**CONSIGNE A**
Recopiez l'article sur le pétrole de « Alors que les » jusqu'à « selon les analystes. » inclus, en renommant « compagnies pétrolières et gazières » en « entreprises pétrolières et gazières ».
**CONSIGNE B**
D'après l'article sur le pétrole, jusqu'à quel prix le baril pourrait-il grimper ?
**CONSIGNE C**
Veuillez reprendre l'article sur le pétrole là où il s'arrête et en poursuivre la rédaction.

**EXTRAIT PRÉSENTÉ**
::::

Par Yves Smith − Le 27 octobre 2021 − Source Naked capitalism
Les prix à la pompe aux États-Unis, qui sont fortement subventionné, envoient un signal fort aux consommateurs sur la hausse des coûts énergétiques. Mais comme le souligne cet article, la pénurie, ici et dans le reste du monde, est due dans une large mesure à une mauvaise planification et à des vœux pieux. Les menaces des dirigeants de faire quelque chose au sujet des émissions de combustibles fossiles ont découragé Big Oil d’investir dans le développement et l’extraction. Cela devrait être une bonne chose, mais ces mêmes dirigeants n’ont pas été aussi sérieux pour envisager ce qui allait se passer ensuite, c’est-à-dire quelle combinaison d’anciennes et de nouvelles sources d’énergie (et cela signifie toutes les infrastructures nécessaires qui y sont liées) doit être mise en place pour que les services vitaux continuent à fonctionner au moins de manière adéquate.
Alors que les compagnies pétrolières et gazières subissent des pressions pour réduire leur production, la soif mondiale en énergie ne fait que croître. Sans une augmentation significative des investissements, la demande de pétrole et de gaz dépassera l’offre dans un avenir pas si lointain. Ce décalage entre le désir politique de réduire les combustibles fossiles et la soif mondiale en combustibles fossiles pourrait faire grimper le prix du pétrole jusqu’à 100 dollars le baril.
Le sous-investissement chronique dans de nouvelles réserves de pétrole depuis la crise de 2015 et la pression exercée sur les compagnies pétrolières et gazières pour qu’elles réduisent leurs émissions et même qu’elles « gardent le pétrole dans le sol » conduiront probablement à un pic de la production mondiale de pétrole plus tôt que prévu, selon les analystes.

::::

Enregistrements extraits d'une collection

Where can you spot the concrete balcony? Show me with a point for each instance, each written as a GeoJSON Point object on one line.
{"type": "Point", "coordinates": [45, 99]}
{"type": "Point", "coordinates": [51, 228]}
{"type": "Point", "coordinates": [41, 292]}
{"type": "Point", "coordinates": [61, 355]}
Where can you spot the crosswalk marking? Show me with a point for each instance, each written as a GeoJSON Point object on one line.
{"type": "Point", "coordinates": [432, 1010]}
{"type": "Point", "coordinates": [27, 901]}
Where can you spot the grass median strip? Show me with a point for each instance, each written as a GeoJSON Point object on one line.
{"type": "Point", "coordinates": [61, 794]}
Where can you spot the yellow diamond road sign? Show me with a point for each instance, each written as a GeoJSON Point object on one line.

::::

**RÉPONSE A**
Alors que les entreprises pétrolières et gazières subissent des pressions pour réduire leur production, la soif mondiale en énergie ne fait que croître. Sans une augmentation significative des investissements, la demande de pétrole et de gaz dépassera l’offre dans un avenir pas si lointain. Ce décalage entre le désir politique de réduire les combustibles fossiles et la soif mondiale en combustibles fossiles pourrait faire grimper le prix du pétrole jusqu’à 100 dollars le baril.
Le sous-investissement chronique dans de nouvelles réserves de pétrole depuis la crise de 2015 et la pression exercée sur les entreprises pétrolières et gazières pour qu’elles réduisent leurs émissions et même qu’elles « gardent le pétrole dans le sol » conduiront probablement à un pic de la production mondiale de pétrole plus tôt que prévu, selon les analystes.

**RÉPONSE B**
Jusqu'à 100 dollars le baril.

**RÉPONSE C**
Ce serait une évolution réjouissante pour les défenseurs de l’énergie verte, les agendas zéro-émission et la planète s’il n’y avait pas ce fait simple : la demande de pétrole rebondit après le marasme dû à la pandémie et établira un nouveau record annuel moyen dès l’année prochaine.
La transition énergétique et les différents plans gouvernementaux pour des émissions nettes nulles ont incité les analystes à prévoir, il y a seulement quelques années, que le pic de la demande de pétrole se produirait plus tôt que prévu. Toutefois, compte tenu des tendances actuelles en matière d’investissement dans le pétrole et le gaz, l’offre mondiale de pétrole pourrait atteindre son pic plus tôt que la demande mondiale, ce qui créerait un déficit d’offre qui entraînerait une volatilité accrue sur le marché du pétrole, avec des pics de prix, et, potentiellement, des prix du pétrole structurellement plus élevés au milieu de cette décennie et au-delà.
L’offre pourrait plafonner avant la demande
« Sur la base des tendances actuelles, l’offre mondiale de pétrole est susceptible de plafonner encore plus tôt que la demande », écrit le département de recherche de Morgan Stanley dans une note de cette semaine reprise par Reuters.
« La planète met des limites à la quantité de carbone qui peut être émise en toute sécurité. Par conséquent, la consommation de pétrole doit atteindre un pic », ont déclaré les analystes de Morgan Stanley.
Le problème dans le monde est que la consommation de pétrole – à cause de vœux pieux, de la pression des investisseurs et autres – n’atteint pas son pic. Elle n’atteindra pas non plus ce pic avant la fin de cette décennie, au plus tôt, selon la plupart des estimations.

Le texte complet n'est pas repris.